■ **AIM 1**
In the CouchDB replication thread, replace "multiple" with "several" and give the passage again, everything from "Our server may" down to "with its attachment.".

The left pattern is the Experiment 1, and the right is the Experiment 2

Disk usage

screen shot 2018-07-31 at 11 23 02 pm

Network traffic

screen shot 2018-07-31 at 11 17 50 pm

The Experiment 1 try to sync or replicate the data and until 8 minutes the connection reset, you can see the pattern of disk usage and network traffic above. In the second experiment, we have a continuous connection between couchdb, but every 8 minutes we have some data deleted (seeing the disk usage)

Context

I'm in a project called planet where we build a federated learning management system, similar to what mastodon did but for learning management. Our setup is a central (earth), and nation server deployed in Docker with docker-compose (our application is not that complex and no k8s necessary at least for now), and we have Raspberry Pis deployed in the field in some places where internet connection is still unstable (some small place in Madagascar, Ghana, Nepal, etc). In our central server, we use Lets Encrypt to add SSL encryption and we use Nginx as the reverse proxy. Problem is when we try to replicate a database from CouchDB in the Raspberry Pi, earth or nation server to earth or nation.

At first, we think that Raspberry Pi was the problem, but turned out the behavior is replicable in the CouchDB deployed on the server too. For quick notes, we are using version 2.1.2 (you can check it here). Previously when using CouchDB 1.6 we never this kind of problem and it is using RPi too

Your Environment

nickva commented 6 years ago

Hi @empeje

Thank you for your report. A few questions and comments:

empeje commented 6 years ago

Thanks for your answer @nickva.

So many things to address here.

Regarding the 3Gb files, are those sizes for single document bodies? Are those attachments? Individual or total? Usually storing large individual documents or attachments in that range is considered an anti-pattern for CouchDB. Is there any way to break those up into smaller documents?

It is mostly an attachment. We are distributing learning resource data via CouchDB. I know it is anti-pattern, but we take this risk because it is one of the simplest way to create federated system with low human resource in a social benefit organization like us. Our goal is at least able to replicate 1GB of attachment.

Is it a single replication or are there others (many) running at the same time?

Our server may receives multiple replication request at a time.

Noticed that max http request size and max client body size are set to 1Gb and CouchDB's max document size is set to 4Gb. Perhaps adjust the request size in both Nginx and CouchDb to a large value. For max request size, you'd want it greater than the sum of all the document's revisions and the total size of its attachments.

Thank you for catching this, but we also got a problem when we replicate data under 1 GB. What I say 2.7 GB here is basically a complete database consists of several record with its attachment.

Regarding Experiment 1, with 2.1.2 release, should apply some of those max size configs, as opposed to using the defaults. In that release max request size was 64Mb so the default values won't work, especially if you have individual doc revisions + attachment sizes that exceed that.

Thats why we led to Experiment 2, we still got a problem when we increase the max request size.

Do you know if smaller sizes work, what are the limits that work (1Gb, 100Mb,...)?

For sure we have success replicating 121 MB record with 120 MB portion in form of attachment.

Perhaps try replicating on a local network without SSL or Nginx as a debugging experiment...

We are on the way to debug this, will update the result later.

■ **AIM 2**
Repeat the pointing listing word for word, everything from its first line down to the line containing "[[299, 103], [246, 138], [20, 182]]", including that line.

[Pointing records]
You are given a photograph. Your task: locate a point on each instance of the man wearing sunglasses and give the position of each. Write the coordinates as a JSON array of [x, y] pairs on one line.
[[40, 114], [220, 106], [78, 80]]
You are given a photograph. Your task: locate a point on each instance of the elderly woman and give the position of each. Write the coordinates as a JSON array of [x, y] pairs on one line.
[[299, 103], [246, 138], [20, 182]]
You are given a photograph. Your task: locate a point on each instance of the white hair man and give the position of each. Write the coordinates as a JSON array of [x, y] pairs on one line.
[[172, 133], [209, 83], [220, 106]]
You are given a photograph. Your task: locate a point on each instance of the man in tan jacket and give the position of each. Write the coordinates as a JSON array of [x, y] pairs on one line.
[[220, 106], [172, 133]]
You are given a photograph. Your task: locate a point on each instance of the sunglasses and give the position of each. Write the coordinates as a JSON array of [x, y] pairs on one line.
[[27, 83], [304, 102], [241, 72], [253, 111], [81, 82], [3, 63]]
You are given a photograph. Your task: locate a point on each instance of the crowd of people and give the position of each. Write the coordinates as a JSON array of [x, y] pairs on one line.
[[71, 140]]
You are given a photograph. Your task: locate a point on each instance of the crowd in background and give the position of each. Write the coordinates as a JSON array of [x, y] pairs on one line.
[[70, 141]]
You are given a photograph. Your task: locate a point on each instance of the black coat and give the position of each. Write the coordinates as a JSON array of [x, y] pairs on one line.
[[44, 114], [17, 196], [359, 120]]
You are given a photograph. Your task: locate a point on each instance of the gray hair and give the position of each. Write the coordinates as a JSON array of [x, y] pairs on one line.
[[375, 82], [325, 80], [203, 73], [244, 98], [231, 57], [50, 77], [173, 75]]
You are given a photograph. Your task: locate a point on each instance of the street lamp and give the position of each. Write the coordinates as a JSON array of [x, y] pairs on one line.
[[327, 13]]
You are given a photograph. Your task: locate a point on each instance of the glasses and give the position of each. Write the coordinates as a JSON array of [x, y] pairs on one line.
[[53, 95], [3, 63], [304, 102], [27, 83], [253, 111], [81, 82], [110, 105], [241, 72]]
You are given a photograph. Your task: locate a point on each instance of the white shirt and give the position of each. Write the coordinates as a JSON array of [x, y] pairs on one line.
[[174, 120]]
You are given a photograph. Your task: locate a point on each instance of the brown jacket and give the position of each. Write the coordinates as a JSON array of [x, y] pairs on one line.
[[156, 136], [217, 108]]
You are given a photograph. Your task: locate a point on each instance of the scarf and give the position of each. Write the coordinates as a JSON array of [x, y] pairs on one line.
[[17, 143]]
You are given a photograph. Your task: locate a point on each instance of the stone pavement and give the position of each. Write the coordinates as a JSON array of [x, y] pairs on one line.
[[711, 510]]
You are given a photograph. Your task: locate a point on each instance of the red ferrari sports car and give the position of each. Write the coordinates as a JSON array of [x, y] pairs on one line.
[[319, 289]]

■ **EXERCISE RESULT 1**
Our server may receives several replication request at a time.

Noticed that max http request size and max client body size are set to 1Gb and CouchDB's max document size is set to 4Gb. Perhaps adjust the request size in both Nginx and CouchDb to a large value. For max request size, you'd want it greater than the sum of all the document's revisions and the total size of its attachments.

Thank you for catching this, but we also got a problem when we replicate data under 1 GB. What I say 2.7 GB here is basically a complete database consists of several record with its attachment.

■ **EXERCISE RESULT 2**
You are given a photograph. Your task: locate a point on each instance of the man wearing sunglasses and give the position of each. Write the coordinates as a JSON array of [x, y] pairs on one line.
[[40, 114], [220, 106], [78, 80]]
You are given a photograph. Your task: locate a point on each instance of the elderly woman and give the position of each. Write the coordinates as a JSON array of [x, y] pairs on one line.
[[299, 103], [246, 138], [20, 182]]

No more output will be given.